— Exercise goal —
Copy the passage of the pandemic text from "The short shelf" up to and including "and vice versa." word for word.

— Text block —
+ + +
The short shelf life of pandemic national success stories
The writer, Morgan Stanley Investment Management’s chief global strategist, is author of ‘The Ten Rules of Successful Nations’
The oft-asked question — which nations are winning the fight against the pandemic — now has only one coherent answer. It depends on the month. The virus has repeatedly made losers of winners, and vice versa.
Not long ago, the US and UK were chastised for incompetent responses led by “illiberal populists” and inspired by a clueless “faith in their national greatness.” Now they are widely praised for rapid vaccine rollouts, and feted as the safest places to vacation this summer.
Meanwhile, many nations that were complimented early on for containing the virus, from Asia to Europe, have since suffered debilitating surges, slow vaccine rollouts or both. What is striking about all these cases is how quickly broad national and cultural stereotypes were used to explain success and failure — then just as quickly forgotten. No one is calling the US a “third world” country now.
The search for winning strategies began in South Korea and Taiwan, where low caseloads were attributed to well-prepared bureaucracies, and orderly societies prepared to follow rules to a degree “that’s hard to imagine in the west.” That was before Korea in particular suffered a spike in cases.
After a 102-day run with no local cases, Thailand was cited as a model last September by the World Health Organization, which credited heavy investment in public health. Many analysts went further, citing Thailand and its Mekong-region neighbours for cultures that prize cleanliness and frown on social touching.
+ + +
Extracted data entries
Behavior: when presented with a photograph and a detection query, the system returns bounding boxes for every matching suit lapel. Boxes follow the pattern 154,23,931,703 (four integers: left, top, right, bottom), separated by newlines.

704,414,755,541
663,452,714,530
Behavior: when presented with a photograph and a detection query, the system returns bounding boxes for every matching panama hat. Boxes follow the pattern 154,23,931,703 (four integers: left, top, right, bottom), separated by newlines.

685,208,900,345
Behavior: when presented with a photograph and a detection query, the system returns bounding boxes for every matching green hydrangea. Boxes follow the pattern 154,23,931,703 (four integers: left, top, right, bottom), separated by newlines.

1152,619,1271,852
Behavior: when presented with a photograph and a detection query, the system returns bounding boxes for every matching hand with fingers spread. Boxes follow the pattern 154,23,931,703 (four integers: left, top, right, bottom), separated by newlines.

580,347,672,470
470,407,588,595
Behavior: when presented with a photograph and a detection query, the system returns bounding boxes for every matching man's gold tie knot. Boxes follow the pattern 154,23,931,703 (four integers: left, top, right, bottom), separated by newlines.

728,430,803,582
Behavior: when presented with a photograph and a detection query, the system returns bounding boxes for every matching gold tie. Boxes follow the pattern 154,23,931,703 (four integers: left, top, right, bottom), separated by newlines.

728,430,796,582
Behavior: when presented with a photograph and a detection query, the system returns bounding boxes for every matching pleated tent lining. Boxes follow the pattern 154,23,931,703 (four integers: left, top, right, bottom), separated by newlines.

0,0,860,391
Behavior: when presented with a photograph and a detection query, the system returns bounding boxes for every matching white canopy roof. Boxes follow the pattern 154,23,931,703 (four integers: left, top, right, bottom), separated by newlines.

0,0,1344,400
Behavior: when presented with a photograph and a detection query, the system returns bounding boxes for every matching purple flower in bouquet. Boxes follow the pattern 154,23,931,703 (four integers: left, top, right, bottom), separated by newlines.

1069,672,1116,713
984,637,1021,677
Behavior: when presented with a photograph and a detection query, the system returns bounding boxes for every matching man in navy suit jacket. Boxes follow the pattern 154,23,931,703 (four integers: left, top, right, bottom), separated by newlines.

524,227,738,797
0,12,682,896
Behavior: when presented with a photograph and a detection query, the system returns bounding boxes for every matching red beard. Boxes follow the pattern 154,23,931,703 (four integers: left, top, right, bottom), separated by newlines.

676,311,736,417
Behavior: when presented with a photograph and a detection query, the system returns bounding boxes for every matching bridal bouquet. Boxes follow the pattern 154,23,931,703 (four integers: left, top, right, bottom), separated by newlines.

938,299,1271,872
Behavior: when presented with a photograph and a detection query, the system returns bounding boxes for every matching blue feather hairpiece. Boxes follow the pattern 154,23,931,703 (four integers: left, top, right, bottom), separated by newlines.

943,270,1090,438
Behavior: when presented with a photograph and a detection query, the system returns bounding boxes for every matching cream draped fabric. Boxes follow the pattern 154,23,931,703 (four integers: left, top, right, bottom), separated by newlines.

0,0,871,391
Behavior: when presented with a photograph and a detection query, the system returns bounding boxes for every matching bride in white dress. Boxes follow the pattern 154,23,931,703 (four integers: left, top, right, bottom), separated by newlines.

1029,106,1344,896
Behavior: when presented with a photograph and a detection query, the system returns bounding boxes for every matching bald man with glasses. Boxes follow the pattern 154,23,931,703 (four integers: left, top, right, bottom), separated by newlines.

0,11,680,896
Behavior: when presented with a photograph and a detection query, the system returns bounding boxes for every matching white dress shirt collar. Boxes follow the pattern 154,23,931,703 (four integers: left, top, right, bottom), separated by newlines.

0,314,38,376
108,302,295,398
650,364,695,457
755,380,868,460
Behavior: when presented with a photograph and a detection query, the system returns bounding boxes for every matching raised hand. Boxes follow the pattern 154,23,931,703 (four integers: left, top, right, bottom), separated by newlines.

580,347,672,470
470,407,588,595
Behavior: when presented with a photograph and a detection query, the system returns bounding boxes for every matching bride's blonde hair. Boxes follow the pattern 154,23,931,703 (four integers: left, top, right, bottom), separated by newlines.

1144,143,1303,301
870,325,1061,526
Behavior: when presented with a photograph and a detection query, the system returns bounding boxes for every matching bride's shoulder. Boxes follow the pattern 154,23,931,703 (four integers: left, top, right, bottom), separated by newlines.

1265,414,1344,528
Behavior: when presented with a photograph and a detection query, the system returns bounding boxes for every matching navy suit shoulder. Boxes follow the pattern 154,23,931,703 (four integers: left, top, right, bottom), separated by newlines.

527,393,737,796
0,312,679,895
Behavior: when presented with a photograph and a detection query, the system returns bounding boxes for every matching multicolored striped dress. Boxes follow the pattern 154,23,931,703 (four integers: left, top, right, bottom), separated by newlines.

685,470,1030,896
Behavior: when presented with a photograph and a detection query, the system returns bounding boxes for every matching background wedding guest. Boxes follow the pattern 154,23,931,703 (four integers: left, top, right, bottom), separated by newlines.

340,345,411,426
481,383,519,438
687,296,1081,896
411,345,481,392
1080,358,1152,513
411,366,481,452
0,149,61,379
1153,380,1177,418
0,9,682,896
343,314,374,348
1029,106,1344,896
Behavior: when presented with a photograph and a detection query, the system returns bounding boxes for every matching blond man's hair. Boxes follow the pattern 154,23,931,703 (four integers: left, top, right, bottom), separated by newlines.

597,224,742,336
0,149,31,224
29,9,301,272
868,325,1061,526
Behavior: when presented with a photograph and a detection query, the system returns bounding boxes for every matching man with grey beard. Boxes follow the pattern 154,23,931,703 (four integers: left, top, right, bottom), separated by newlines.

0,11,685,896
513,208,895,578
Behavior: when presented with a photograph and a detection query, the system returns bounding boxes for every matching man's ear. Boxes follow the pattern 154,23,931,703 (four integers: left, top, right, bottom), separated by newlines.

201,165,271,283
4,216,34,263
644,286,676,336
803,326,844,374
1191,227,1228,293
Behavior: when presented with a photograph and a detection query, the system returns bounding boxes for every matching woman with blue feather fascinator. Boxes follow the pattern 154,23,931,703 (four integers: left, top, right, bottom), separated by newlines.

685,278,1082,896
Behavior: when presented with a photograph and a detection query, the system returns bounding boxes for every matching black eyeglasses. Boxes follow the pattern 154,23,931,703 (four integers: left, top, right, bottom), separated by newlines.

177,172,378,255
+ + +
— Solution for this task —
The short shelf life of pandemic national success stories
The writer, Morgan Stanley Investment Management’s chief global strategist, is author of ‘The Ten Rules of Successful Nations’
The oft-asked question — which nations are winning the fight against the pandemic — now has only one coherent answer. It depends on the month. The virus has repeatedly made losers of winners, and vice versa.